> **YOUR OBJECTIVE**: Give an exact copy of every entry.

[[ DATA PROVIDED open ]]

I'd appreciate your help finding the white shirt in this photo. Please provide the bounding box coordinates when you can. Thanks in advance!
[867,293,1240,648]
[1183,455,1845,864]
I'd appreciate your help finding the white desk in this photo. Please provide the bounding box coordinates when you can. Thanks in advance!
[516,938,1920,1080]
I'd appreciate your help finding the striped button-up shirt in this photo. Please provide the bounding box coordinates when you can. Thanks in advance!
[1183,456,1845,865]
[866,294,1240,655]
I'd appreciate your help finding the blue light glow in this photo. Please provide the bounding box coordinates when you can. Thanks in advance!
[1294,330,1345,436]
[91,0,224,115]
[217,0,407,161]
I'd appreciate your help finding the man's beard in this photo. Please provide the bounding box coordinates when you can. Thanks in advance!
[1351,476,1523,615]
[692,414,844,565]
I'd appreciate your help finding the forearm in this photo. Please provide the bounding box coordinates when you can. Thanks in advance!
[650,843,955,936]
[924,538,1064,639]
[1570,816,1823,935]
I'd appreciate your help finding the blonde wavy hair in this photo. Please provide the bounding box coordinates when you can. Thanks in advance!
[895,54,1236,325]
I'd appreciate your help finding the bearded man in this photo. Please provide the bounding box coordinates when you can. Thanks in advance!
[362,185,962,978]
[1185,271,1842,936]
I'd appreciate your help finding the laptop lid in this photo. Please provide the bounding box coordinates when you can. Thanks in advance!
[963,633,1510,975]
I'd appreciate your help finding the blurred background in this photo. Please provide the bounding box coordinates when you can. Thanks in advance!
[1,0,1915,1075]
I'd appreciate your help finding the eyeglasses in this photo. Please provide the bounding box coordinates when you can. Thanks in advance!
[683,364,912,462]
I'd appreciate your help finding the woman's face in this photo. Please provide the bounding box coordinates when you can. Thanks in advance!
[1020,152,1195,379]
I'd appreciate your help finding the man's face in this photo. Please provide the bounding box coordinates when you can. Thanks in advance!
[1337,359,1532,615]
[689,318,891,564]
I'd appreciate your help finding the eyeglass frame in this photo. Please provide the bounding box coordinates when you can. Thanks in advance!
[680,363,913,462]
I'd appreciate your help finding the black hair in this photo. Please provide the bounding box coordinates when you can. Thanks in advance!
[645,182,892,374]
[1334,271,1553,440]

[[ DATA PROVIDED closed ]]

> **YOUR RESPONSE**:
I'd appreciate your help finding the white shirt in this photo. Please provide the bounding box coordinates when you can. Thanks in advance!
[867,293,1240,648]
[1183,455,1845,864]
I'd appreciate your help finding the white desk in this photo. Please provide the bounding box coordinates when you can. Thanks in advance!
[516,938,1920,1080]
I'd appreciate your help finding the striped button-up shirt in this photo. Please provide the bounding box coordinates when you can. Thanks in advance!
[1183,456,1845,865]
[866,294,1240,655]
I'd appreciate your help finding the blue light glow in this photo. Please provide the bounding box coordinates when you can. Thanks in advance!
[1294,330,1345,436]
[91,0,224,115]
[217,0,407,161]
I'd appreciate your help finding the man's beard in this photo. Please provide the bounding box coordinates when you can. Thanks in advance!
[1351,476,1523,615]
[692,414,844,565]
I'd appreciate your help finding the forearm in this photo. Please provide the bounding box coordinates when you can. Thanks in advance!
[650,843,955,936]
[924,538,1064,639]
[1570,816,1823,935]
I'd appreciate your help finding the blonde wavy hair in this photo. Please provide the bounding box coordinates when you can. Thanks in advance!
[895,54,1236,325]
I'd appreciate your help finding the bearded man in this photo. Please provide the bounding box coordinates when you can. Thanks in advance!
[362,185,962,978]
[1185,271,1842,936]
I'd appreciate your help finding the laptop lid in this photo. Please provide the bounding box coordinates when you can. Thanks in advance!
[963,633,1510,975]
I'd appreciate your help finding the blurred background in this photo. Please provide the bounding box coordinates when you can. Thanks in advance!
[1,0,1915,1075]
I'd appreciate your help finding the eyeglasses in this photo. Please provide the bounding box coordinates when you can. Thanks in advance!
[683,364,912,462]
I'd appreciate your help finding the woman's face in this photo. Please provide the bounding box coordinates when you can. Thanks in advance!
[1020,152,1195,379]
I'd appreciate your help finding the man's face in this photo. Please provide the bounding box coordinates when you can. Thanks in advance!
[1337,359,1532,615]
[689,318,891,564]
I'd appreciate your help finding the eyeglass frame in this photo. Please provide the bounding box coordinates when you can. Thanks in advance!
[680,363,913,462]
I'd appreciate your help finding the black hair in this photo. Please provide the bounding box coordinates when you can. Thanks in advance!
[645,182,892,374]
[1334,271,1553,440]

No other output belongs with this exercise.